(EXERCISE DIRECTIONS)
Please copy each line of the listing below in which the word "black" appears.

####################

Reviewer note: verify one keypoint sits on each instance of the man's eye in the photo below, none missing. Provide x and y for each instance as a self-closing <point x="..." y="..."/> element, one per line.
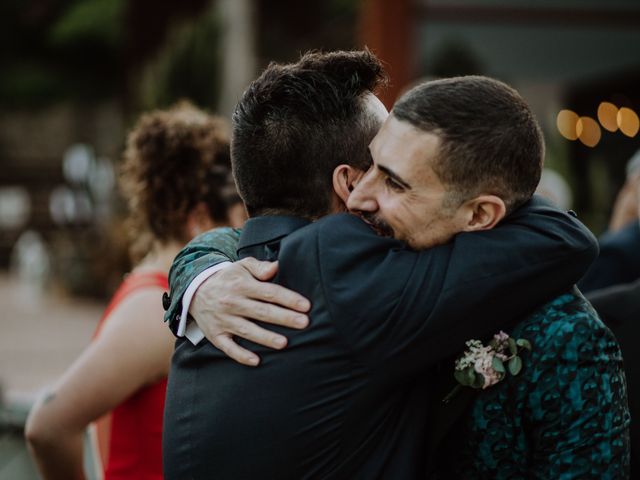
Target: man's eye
<point x="393" y="185"/>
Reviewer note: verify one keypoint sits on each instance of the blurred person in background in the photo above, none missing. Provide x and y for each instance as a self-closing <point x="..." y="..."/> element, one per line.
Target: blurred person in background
<point x="619" y="304"/>
<point x="619" y="259"/>
<point x="175" y="174"/>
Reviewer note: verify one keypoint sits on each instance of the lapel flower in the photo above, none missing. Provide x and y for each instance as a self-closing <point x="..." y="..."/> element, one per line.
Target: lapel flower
<point x="483" y="366"/>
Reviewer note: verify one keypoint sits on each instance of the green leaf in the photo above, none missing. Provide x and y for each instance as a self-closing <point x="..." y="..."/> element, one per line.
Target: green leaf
<point x="470" y="376"/>
<point x="521" y="342"/>
<point x="460" y="377"/>
<point x="515" y="365"/>
<point x="497" y="365"/>
<point x="478" y="382"/>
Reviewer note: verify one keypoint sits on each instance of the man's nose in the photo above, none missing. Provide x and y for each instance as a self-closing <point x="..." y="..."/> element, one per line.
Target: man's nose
<point x="362" y="198"/>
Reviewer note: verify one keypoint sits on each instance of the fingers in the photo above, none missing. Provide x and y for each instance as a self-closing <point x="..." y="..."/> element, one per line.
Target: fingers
<point x="256" y="334"/>
<point x="266" y="312"/>
<point x="279" y="295"/>
<point x="260" y="270"/>
<point x="234" y="351"/>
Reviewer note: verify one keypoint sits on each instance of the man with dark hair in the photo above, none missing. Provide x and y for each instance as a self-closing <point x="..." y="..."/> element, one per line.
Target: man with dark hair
<point x="349" y="397"/>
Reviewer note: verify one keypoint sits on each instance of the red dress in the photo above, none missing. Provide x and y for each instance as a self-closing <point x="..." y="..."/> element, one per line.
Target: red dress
<point x="135" y="442"/>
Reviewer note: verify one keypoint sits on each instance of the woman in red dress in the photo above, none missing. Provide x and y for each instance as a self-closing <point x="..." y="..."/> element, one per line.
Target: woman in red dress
<point x="176" y="167"/>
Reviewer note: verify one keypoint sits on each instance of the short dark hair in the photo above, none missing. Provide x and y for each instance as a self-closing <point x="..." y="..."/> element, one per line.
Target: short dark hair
<point x="490" y="140"/>
<point x="296" y="123"/>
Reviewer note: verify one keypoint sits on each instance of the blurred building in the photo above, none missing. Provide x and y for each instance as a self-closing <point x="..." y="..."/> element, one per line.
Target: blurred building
<point x="77" y="73"/>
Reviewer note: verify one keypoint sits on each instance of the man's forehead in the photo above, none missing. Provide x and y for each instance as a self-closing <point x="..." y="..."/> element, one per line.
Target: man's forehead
<point x="375" y="107"/>
<point x="399" y="142"/>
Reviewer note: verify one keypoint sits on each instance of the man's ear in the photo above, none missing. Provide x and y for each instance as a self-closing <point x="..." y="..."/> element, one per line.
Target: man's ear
<point x="483" y="213"/>
<point x="345" y="178"/>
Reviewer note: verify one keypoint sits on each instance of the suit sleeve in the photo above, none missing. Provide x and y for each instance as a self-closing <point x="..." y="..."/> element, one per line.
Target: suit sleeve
<point x="408" y="309"/>
<point x="204" y="251"/>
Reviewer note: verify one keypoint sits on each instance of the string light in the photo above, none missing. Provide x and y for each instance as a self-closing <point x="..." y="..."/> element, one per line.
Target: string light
<point x="588" y="131"/>
<point x="628" y="121"/>
<point x="567" y="122"/>
<point x="607" y="115"/>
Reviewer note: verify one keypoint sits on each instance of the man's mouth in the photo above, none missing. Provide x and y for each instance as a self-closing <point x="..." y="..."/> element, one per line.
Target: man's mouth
<point x="381" y="227"/>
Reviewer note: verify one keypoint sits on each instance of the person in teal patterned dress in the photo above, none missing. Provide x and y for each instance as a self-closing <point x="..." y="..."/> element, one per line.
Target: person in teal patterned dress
<point x="564" y="416"/>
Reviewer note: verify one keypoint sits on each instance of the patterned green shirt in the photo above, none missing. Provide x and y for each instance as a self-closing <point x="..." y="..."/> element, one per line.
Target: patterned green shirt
<point x="565" y="416"/>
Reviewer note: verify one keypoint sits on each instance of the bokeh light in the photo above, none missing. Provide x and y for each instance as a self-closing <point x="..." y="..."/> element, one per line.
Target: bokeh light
<point x="567" y="122"/>
<point x="607" y="115"/>
<point x="588" y="131"/>
<point x="628" y="122"/>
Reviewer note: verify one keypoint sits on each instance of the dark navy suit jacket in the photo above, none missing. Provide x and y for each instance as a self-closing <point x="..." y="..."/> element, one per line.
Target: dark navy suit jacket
<point x="348" y="398"/>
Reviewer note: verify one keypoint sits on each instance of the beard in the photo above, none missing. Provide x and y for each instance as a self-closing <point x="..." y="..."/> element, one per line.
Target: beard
<point x="381" y="227"/>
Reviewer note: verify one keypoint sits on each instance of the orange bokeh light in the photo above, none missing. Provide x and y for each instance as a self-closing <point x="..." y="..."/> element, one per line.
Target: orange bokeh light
<point x="628" y="121"/>
<point x="588" y="131"/>
<point x="567" y="122"/>
<point x="607" y="115"/>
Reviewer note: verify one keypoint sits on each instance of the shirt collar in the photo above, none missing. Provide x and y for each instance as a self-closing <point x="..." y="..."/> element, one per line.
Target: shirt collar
<point x="267" y="229"/>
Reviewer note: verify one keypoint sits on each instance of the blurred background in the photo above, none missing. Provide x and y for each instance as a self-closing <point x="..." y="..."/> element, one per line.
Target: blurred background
<point x="75" y="74"/>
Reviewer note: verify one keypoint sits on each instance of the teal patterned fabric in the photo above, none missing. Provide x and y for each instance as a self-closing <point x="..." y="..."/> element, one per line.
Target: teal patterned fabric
<point x="204" y="251"/>
<point x="565" y="416"/>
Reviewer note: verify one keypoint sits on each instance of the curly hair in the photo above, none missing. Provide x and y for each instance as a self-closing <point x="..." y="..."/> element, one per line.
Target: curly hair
<point x="174" y="160"/>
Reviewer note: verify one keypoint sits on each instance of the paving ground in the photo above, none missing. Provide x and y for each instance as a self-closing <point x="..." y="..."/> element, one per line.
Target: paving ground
<point x="41" y="333"/>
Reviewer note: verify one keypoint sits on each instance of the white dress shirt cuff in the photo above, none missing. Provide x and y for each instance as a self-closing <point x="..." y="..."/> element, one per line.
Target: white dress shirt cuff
<point x="192" y="331"/>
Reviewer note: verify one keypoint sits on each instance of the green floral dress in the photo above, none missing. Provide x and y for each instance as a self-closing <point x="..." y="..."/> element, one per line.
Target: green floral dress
<point x="565" y="416"/>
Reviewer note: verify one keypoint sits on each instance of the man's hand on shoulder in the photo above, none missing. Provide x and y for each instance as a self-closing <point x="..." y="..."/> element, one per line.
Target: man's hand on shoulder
<point x="229" y="303"/>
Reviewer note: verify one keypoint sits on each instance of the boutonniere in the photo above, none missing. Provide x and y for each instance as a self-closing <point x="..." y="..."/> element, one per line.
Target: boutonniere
<point x="482" y="366"/>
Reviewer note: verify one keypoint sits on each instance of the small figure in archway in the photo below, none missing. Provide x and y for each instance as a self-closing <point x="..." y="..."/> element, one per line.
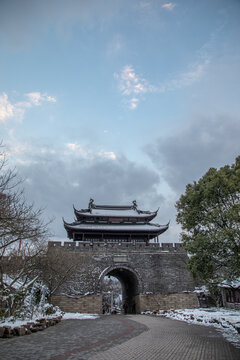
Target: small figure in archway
<point x="134" y="308"/>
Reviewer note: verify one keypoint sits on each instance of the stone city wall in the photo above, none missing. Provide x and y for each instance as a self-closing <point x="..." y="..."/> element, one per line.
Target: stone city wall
<point x="91" y="304"/>
<point x="165" y="302"/>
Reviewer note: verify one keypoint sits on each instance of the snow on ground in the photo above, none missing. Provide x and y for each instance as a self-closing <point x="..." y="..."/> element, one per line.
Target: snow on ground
<point x="16" y="322"/>
<point x="79" y="316"/>
<point x="225" y="320"/>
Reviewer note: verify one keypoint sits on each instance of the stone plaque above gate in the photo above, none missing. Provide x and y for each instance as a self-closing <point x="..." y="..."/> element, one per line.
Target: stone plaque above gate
<point x="121" y="258"/>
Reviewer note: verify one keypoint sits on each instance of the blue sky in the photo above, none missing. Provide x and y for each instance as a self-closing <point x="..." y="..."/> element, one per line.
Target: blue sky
<point x="118" y="100"/>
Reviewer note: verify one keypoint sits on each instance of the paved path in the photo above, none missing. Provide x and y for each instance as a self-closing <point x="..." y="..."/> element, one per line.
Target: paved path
<point x="132" y="337"/>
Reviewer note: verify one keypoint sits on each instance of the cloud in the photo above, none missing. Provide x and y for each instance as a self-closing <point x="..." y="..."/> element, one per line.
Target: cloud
<point x="22" y="23"/>
<point x="168" y="6"/>
<point x="6" y="108"/>
<point x="86" y="152"/>
<point x="193" y="74"/>
<point x="36" y="98"/>
<point x="188" y="153"/>
<point x="132" y="86"/>
<point x="56" y="180"/>
<point x="17" y="110"/>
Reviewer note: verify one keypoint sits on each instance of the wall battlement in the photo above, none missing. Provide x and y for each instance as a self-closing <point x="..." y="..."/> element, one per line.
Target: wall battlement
<point x="122" y="246"/>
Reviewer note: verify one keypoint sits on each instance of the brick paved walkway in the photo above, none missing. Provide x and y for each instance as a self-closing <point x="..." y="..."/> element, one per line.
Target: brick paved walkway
<point x="132" y="337"/>
<point x="169" y="339"/>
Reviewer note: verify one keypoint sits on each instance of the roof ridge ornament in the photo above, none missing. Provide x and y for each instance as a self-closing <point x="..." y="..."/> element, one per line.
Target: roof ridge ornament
<point x="91" y="204"/>
<point x="134" y="206"/>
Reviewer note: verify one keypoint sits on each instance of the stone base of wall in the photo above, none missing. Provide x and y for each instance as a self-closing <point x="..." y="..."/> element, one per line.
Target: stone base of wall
<point x="233" y="306"/>
<point x="165" y="302"/>
<point x="91" y="304"/>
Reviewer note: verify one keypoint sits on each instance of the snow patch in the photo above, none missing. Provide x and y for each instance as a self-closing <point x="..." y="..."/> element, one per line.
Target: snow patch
<point x="225" y="320"/>
<point x="79" y="316"/>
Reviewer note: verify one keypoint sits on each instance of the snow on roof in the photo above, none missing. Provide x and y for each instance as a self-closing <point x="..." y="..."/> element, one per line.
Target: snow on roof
<point x="122" y="227"/>
<point x="230" y="284"/>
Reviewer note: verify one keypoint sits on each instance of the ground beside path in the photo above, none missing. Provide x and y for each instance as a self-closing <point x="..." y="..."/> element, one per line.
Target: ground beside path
<point x="116" y="337"/>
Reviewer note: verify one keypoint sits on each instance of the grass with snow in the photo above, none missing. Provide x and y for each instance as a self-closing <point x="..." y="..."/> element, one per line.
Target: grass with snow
<point x="225" y="320"/>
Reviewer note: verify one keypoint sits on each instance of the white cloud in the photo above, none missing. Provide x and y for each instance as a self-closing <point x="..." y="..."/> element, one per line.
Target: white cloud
<point x="36" y="98"/>
<point x="189" y="77"/>
<point x="89" y="154"/>
<point x="17" y="110"/>
<point x="6" y="108"/>
<point x="132" y="86"/>
<point x="107" y="155"/>
<point x="168" y="6"/>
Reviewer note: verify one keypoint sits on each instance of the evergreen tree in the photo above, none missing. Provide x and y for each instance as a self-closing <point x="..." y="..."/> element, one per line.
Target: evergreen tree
<point x="209" y="213"/>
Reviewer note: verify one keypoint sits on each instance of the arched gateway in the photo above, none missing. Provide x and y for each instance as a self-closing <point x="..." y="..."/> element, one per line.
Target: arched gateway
<point x="121" y="241"/>
<point x="131" y="286"/>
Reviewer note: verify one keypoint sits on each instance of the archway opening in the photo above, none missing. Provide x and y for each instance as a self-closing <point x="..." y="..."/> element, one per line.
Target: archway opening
<point x="126" y="283"/>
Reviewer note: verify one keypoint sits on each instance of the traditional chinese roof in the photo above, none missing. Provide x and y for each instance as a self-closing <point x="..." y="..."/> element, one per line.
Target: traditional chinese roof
<point x="113" y="222"/>
<point x="112" y="211"/>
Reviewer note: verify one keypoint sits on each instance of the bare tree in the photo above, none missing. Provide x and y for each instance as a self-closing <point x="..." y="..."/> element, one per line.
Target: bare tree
<point x="22" y="231"/>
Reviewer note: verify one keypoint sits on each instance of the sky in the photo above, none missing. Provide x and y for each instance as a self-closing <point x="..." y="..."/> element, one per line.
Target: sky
<point x="118" y="100"/>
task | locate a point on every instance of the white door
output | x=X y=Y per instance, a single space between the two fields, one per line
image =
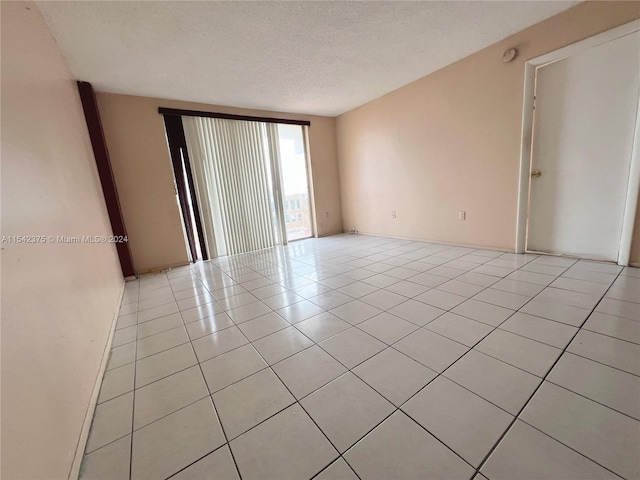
x=585 y=113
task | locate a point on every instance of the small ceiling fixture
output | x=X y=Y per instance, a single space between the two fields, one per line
x=509 y=55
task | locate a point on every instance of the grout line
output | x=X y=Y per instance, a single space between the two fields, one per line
x=495 y=445
x=317 y=256
x=133 y=400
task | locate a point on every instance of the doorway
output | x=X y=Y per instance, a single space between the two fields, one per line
x=295 y=182
x=242 y=182
x=581 y=189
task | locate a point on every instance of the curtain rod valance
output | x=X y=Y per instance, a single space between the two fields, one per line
x=229 y=116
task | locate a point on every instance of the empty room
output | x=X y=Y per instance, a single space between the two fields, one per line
x=330 y=240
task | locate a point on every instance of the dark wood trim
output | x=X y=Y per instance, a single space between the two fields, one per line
x=105 y=172
x=229 y=116
x=178 y=151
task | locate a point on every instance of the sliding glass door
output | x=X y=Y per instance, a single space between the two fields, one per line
x=247 y=184
x=295 y=182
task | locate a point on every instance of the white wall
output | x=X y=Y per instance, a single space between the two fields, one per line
x=58 y=301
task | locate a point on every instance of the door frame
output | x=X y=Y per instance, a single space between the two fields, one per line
x=633 y=184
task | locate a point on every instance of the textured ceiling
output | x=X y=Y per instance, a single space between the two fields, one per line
x=322 y=58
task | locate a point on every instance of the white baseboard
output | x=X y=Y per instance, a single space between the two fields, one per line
x=86 y=425
x=441 y=242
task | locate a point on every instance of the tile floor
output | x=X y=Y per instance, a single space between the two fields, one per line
x=365 y=357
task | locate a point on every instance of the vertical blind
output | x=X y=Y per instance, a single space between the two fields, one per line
x=237 y=181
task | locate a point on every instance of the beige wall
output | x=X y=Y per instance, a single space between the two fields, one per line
x=142 y=166
x=451 y=141
x=58 y=301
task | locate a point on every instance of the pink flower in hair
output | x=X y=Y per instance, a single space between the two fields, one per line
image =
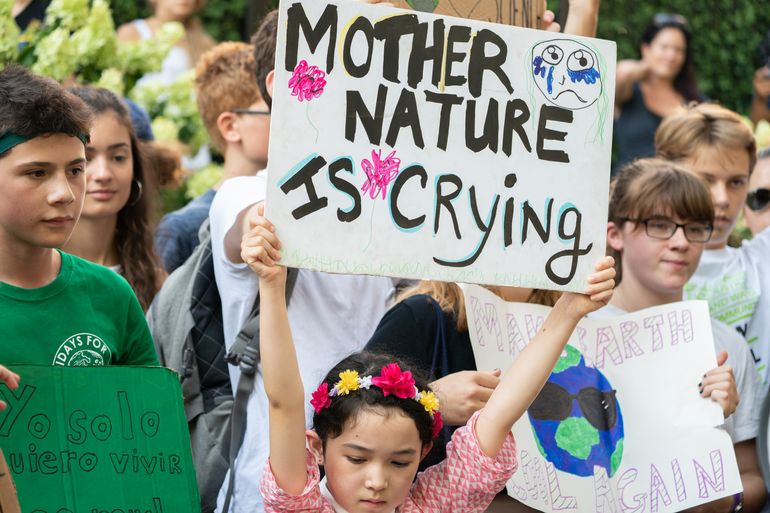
x=321 y=398
x=307 y=82
x=393 y=381
x=438 y=423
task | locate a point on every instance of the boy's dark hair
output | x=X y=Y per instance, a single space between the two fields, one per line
x=331 y=421
x=264 y=41
x=33 y=106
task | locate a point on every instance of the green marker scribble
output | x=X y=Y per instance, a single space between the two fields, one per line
x=537 y=441
x=617 y=455
x=576 y=436
x=423 y=5
x=571 y=359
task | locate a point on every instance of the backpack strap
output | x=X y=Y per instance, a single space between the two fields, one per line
x=245 y=354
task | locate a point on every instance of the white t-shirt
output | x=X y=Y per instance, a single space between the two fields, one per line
x=331 y=316
x=743 y=424
x=736 y=284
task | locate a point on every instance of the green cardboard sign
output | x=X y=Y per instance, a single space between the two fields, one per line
x=98 y=440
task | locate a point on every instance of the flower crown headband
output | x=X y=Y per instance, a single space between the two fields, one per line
x=392 y=380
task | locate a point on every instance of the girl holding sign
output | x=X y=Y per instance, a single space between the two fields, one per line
x=660 y=219
x=374 y=422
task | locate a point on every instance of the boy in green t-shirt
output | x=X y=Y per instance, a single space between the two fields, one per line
x=55 y=309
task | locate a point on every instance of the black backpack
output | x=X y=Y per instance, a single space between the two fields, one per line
x=186 y=323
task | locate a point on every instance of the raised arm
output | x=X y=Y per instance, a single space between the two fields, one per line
x=11 y=380
x=628 y=73
x=528 y=373
x=582 y=18
x=283 y=384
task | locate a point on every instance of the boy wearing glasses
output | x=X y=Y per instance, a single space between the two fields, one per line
x=757 y=211
x=715 y=144
x=237 y=119
x=660 y=220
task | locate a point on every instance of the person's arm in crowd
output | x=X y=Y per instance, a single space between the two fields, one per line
x=628 y=73
x=582 y=18
x=528 y=373
x=11 y=380
x=280 y=370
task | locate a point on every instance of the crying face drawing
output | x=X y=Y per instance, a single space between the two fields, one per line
x=567 y=73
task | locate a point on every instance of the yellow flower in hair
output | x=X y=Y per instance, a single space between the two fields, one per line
x=429 y=401
x=348 y=382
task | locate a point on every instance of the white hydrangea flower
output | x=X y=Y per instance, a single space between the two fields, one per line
x=68 y=14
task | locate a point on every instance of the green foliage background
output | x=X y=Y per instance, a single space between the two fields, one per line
x=726 y=33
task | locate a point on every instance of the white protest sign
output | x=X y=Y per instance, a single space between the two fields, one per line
x=414 y=145
x=620 y=425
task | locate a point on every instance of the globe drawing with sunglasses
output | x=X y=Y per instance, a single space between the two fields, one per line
x=576 y=418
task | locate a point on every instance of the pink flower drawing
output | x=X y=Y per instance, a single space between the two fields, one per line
x=307 y=82
x=379 y=173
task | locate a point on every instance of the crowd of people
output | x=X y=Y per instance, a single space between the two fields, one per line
x=368 y=377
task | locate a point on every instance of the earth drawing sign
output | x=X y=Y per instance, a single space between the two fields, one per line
x=602 y=435
x=408 y=144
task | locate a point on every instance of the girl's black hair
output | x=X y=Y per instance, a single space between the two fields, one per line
x=331 y=421
x=685 y=82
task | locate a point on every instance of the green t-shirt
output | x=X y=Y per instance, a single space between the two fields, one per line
x=87 y=316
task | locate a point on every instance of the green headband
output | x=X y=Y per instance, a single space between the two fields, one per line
x=9 y=140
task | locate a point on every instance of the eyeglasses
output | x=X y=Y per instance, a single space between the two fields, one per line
x=252 y=111
x=758 y=199
x=554 y=402
x=664 y=229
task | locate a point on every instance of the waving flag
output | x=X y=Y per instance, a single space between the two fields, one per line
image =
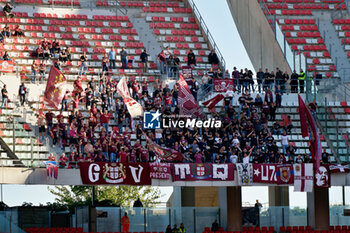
x=135 y=109
x=213 y=102
x=55 y=88
x=303 y=177
x=163 y=153
x=188 y=105
x=309 y=128
x=51 y=169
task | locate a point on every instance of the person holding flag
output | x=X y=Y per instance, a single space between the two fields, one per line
x=125 y=222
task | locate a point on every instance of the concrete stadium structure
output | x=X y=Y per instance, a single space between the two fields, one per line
x=264 y=52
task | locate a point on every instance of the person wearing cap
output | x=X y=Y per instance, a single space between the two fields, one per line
x=112 y=55
x=182 y=229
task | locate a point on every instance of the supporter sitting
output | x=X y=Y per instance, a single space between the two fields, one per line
x=162 y=62
x=63 y=160
x=104 y=64
x=112 y=57
x=6 y=56
x=57 y=65
x=7 y=10
x=124 y=58
x=56 y=47
x=83 y=65
x=18 y=31
x=213 y=58
x=2 y=39
x=46 y=53
x=4 y=95
x=40 y=52
x=69 y=55
x=42 y=70
x=34 y=68
x=63 y=56
x=191 y=58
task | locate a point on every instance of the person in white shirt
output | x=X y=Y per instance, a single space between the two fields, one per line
x=233 y=158
x=284 y=142
x=246 y=156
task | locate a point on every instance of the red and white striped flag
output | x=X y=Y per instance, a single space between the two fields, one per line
x=188 y=105
x=303 y=177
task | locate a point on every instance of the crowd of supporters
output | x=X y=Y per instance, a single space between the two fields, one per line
x=244 y=136
x=84 y=121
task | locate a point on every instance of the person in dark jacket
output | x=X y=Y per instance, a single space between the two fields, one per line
x=294 y=82
x=8 y=10
x=138 y=203
x=191 y=58
x=259 y=78
x=215 y=226
x=213 y=58
x=144 y=60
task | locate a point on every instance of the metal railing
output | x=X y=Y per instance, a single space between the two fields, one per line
x=205 y=29
x=271 y=19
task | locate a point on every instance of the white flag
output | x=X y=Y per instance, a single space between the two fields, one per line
x=135 y=109
x=303 y=177
x=245 y=173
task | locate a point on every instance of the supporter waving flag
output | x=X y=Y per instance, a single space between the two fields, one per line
x=55 y=88
x=309 y=128
x=135 y=109
x=163 y=153
x=188 y=105
x=213 y=102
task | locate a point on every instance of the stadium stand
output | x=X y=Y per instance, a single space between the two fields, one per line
x=175 y=26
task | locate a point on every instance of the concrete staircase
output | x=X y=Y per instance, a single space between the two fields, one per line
x=333 y=43
x=146 y=35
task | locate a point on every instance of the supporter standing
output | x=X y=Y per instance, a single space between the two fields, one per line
x=278 y=94
x=4 y=95
x=144 y=60
x=83 y=65
x=42 y=70
x=301 y=79
x=124 y=58
x=213 y=58
x=259 y=78
x=112 y=57
x=294 y=82
x=22 y=91
x=191 y=58
x=34 y=68
x=125 y=223
x=104 y=64
x=162 y=62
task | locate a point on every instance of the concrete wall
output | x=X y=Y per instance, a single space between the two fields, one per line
x=257 y=35
x=12 y=175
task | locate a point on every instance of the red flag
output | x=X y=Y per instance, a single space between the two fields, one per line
x=213 y=102
x=309 y=128
x=163 y=153
x=188 y=104
x=338 y=168
x=55 y=88
x=6 y=66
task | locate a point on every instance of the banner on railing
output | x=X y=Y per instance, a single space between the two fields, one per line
x=202 y=171
x=6 y=66
x=115 y=173
x=223 y=85
x=160 y=171
x=273 y=173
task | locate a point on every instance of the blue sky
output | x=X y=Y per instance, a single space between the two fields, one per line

####################

(THE ANSWER)
task | locate a point on every instance of the black backpack
task | locate a point on every instance of the girl's black hair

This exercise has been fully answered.